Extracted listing
────────────────────────────────────────

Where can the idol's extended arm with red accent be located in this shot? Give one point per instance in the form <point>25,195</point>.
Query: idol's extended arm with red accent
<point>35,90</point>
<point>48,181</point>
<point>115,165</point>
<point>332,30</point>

────────────────────────────────────────

The problem:
Format the listing as a two-column CSV with the columns "prompt" and "points", one row for each request. Put each request's text and its answer in quoted fields and replace line breaks with spaces.

Exercise solution:
prompt,points
"Where can the idol's extended arm with red accent be located in this shot? Give one point per instance in the form <point>25,195</point>. Query: idol's extended arm with red accent","<point>35,90</point> <point>48,181</point> <point>115,165</point> <point>332,30</point>"